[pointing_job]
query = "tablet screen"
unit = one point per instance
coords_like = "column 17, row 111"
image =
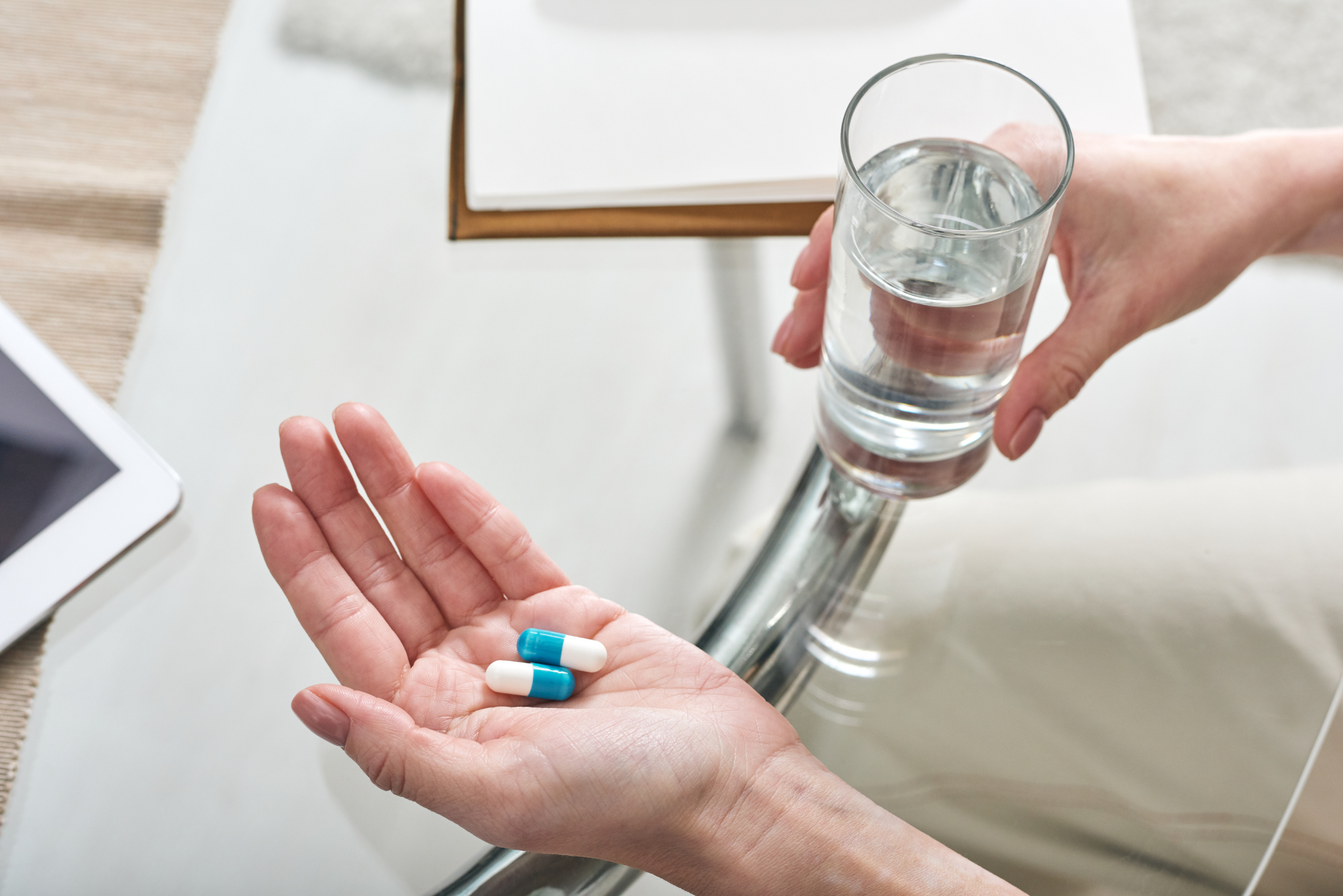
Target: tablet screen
column 48, row 464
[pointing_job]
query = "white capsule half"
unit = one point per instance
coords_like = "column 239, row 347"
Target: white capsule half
column 582, row 654
column 507, row 677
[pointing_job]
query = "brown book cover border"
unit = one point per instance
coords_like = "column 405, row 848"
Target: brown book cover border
column 465, row 223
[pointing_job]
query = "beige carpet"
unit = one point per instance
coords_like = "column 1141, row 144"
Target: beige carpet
column 99, row 101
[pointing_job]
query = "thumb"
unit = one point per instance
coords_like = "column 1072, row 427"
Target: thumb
column 1052, row 376
column 443, row 773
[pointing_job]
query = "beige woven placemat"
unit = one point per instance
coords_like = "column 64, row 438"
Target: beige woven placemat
column 99, row 101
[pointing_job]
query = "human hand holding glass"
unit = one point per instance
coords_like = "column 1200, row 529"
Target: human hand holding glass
column 1152, row 230
column 664, row 760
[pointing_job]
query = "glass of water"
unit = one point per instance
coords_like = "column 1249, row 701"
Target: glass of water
column 953, row 173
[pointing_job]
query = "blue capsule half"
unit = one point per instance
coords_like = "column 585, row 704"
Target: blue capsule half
column 551, row 683
column 539, row 646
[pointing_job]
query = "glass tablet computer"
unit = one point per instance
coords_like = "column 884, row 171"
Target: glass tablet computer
column 77, row 486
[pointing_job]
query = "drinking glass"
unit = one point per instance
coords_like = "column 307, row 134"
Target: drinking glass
column 953, row 173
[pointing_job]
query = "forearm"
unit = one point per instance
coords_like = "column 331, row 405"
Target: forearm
column 1299, row 179
column 801, row 830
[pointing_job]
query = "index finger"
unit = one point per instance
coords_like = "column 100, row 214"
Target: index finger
column 491, row 532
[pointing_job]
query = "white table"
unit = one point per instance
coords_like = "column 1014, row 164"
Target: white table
column 306, row 264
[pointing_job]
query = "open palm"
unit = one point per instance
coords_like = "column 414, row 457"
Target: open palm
column 660, row 741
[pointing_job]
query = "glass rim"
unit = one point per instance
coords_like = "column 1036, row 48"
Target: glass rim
column 942, row 231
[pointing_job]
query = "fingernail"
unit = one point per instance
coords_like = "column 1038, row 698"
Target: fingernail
column 322, row 718
column 1027, row 434
column 797, row 266
column 781, row 338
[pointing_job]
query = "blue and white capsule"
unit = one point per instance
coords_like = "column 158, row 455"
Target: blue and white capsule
column 530, row 681
column 553, row 648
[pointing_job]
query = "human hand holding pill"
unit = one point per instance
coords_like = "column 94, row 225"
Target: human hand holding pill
column 661, row 760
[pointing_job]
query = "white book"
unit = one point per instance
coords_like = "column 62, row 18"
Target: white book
column 575, row 103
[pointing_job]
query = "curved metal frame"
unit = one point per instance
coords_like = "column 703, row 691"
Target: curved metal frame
column 811, row 570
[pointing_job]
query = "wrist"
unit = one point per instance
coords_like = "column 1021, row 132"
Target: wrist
column 797, row 828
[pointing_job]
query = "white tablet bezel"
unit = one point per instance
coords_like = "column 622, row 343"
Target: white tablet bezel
column 108, row 521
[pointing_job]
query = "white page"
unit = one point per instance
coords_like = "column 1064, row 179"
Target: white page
column 628, row 102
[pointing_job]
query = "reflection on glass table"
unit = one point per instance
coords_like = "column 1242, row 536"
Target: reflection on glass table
column 1107, row 689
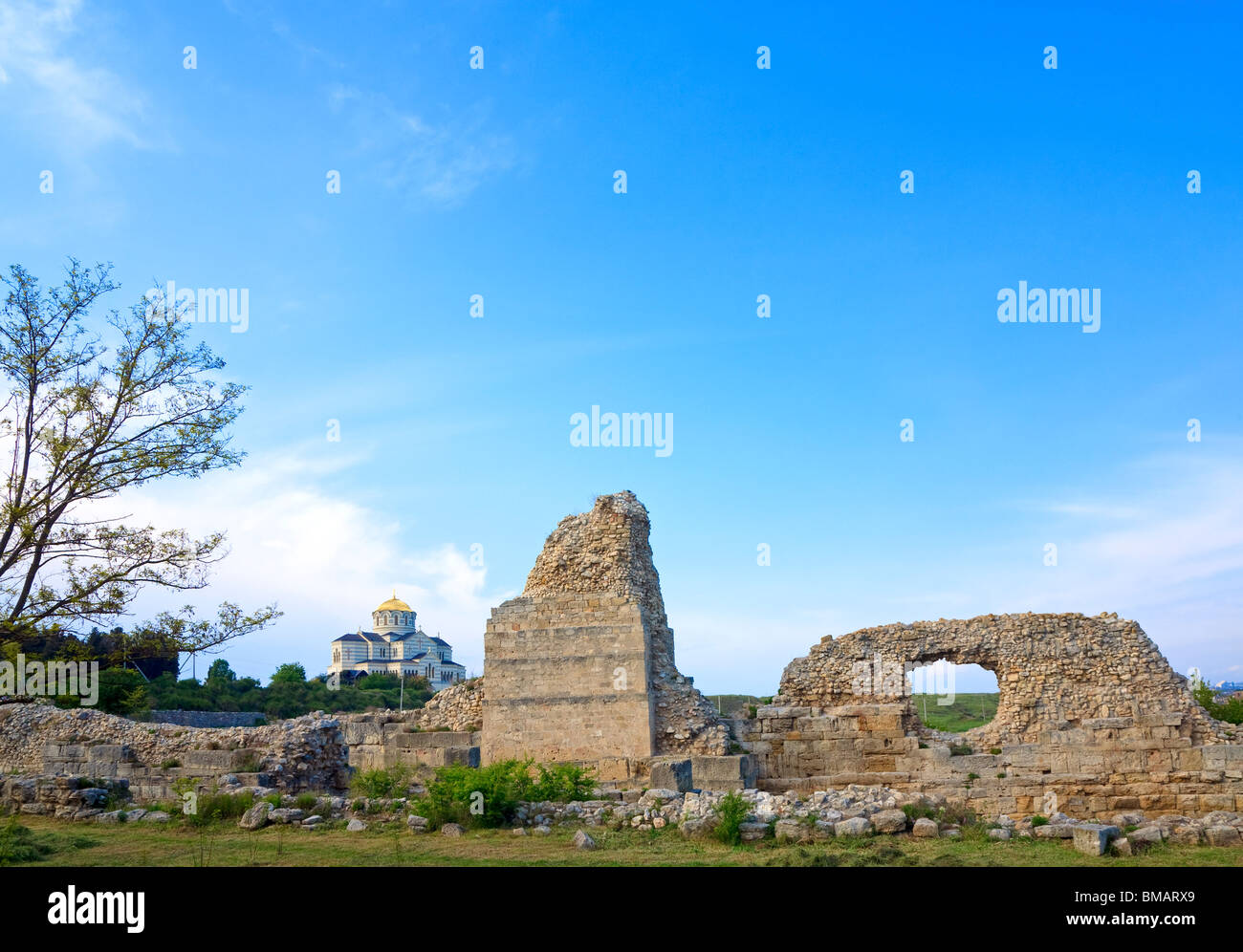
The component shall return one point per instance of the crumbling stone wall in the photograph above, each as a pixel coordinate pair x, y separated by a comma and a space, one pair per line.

----

▶ **Exercise prompt**
When you transcribe the entries, reproduce each line exactly and skip any picture.

▶ **Solved problem**
[pointing_job]
query = "tablet screen"
unit = one point per instance
coords_like = "column 17, row 111"
image =
Target: tablet screen
column 48, row 464
[pointing_job]
query = "white capsule half"
unit = one point per instance
coords_like = "column 239, row 347"
Target: white capsule half
column 582, row 654
column 507, row 677
[pointing_job]
query = "brown book cover border"
unit = one point per instance
coords_like = "column 405, row 848"
Target: brown book cover border
column 465, row 223
[pointing_job]
query = "beige carpet"
unit = one point per instance
coords_like = "column 1141, row 144"
Target: beige carpet
column 99, row 101
[pointing_job]
query = "thumb"
unit = one point per instance
coords_like = "column 1072, row 427"
Target: thumb
column 1052, row 376
column 443, row 773
[pointing_job]
query = "beige woven placemat"
unit = one point per instance
coords_like = "column 64, row 438"
Target: beige woven placemat
column 99, row 101
[pointing_job]
query = "human hand holding glass"
unit = one point per instance
coords_like = "column 1200, row 529"
Target: human hand holding glass
column 1152, row 230
column 664, row 760
[pointing_job]
query = "glass of water"
unit = one point per instance
coords_like = "column 1249, row 701"
Target: glass of water
column 953, row 173
[pointing_job]
query = "blue capsule half"
unit = one point per instance
coords_like = "column 585, row 704"
Target: blue capsule half
column 551, row 683
column 539, row 646
[pointing_job]
query = "glass tablet computer"
unit = one point per instance
coords_like = "column 884, row 171"
Target: glass tablet computer
column 77, row 486
[pointing_job]
query = "drinking glass"
unit = one point per instance
coords_like = "column 307, row 134"
Target: drinking glass
column 953, row 173
[pointing_job]
query = "forearm"
unit = one point per instance
coords_like = "column 331, row 405"
Target: forearm
column 1299, row 179
column 801, row 830
[pointing_job]
query = "index finger"
unit = one point per instance
coords_like = "column 100, row 214"
Target: index finger
column 491, row 532
[pointing_job]
query = "white table"
unit = one point per instance
coords_like = "column 1014, row 164"
Target: white table
column 306, row 264
[pointing_job]
query = "open palm"
unit = one point per instance
coords_like = "column 414, row 457"
Target: open palm
column 660, row 741
[pointing_job]
query = "glass rim"
unit = one point per instance
coords_like = "column 1036, row 48"
Target: glass rim
column 942, row 231
[pointing_job]
query = "fingernail"
unit = one point per instance
coords_like = "column 1038, row 698"
Target: fingernail
column 322, row 718
column 1027, row 434
column 797, row 266
column 781, row 338
[pointing_job]
query = "blue and white capsule"
unit = one point per instance
coords_like = "column 158, row 455"
Target: blue and white capsule
column 530, row 681
column 553, row 648
[pointing_job]
query = "human hand holding pill"
unit = one point per instance
coords_like = "column 94, row 225"
Target: human hand holding pill
column 661, row 760
[pointing_job]
query = "white book"
unit = one point per instance
coords_like = "column 62, row 18"
Target: white book
column 575, row 103
[pointing_job]
query = "curved metal frame"
unit = one point per instance
coords_like = "column 703, row 691"
Target: curved metal frame
column 811, row 570
[pointing_job]
query = "wrist"
unit = one point per instance
coords_like = "column 1021, row 132"
Target: wrist
column 797, row 828
[pointing_job]
query = "white tablet bezel"
unit = one point per instance
coords_like = "column 622, row 343"
Target: white tablet bezel
column 108, row 521
[pointing_job]
query = "white page"
unit = one point per instance
coords_like = "column 1064, row 179"
Target: white page
column 628, row 102
[pointing_job]
query = "reflection on glass table"
unit = one point per instance
coords_like = "column 1242, row 536"
Target: reflection on glass table
column 1107, row 689
The component shall return one point per instance of the crumbling stone wall in the photograph above, each as a pixel coordinate pair x, y separated by a comma and a space, one pair per line.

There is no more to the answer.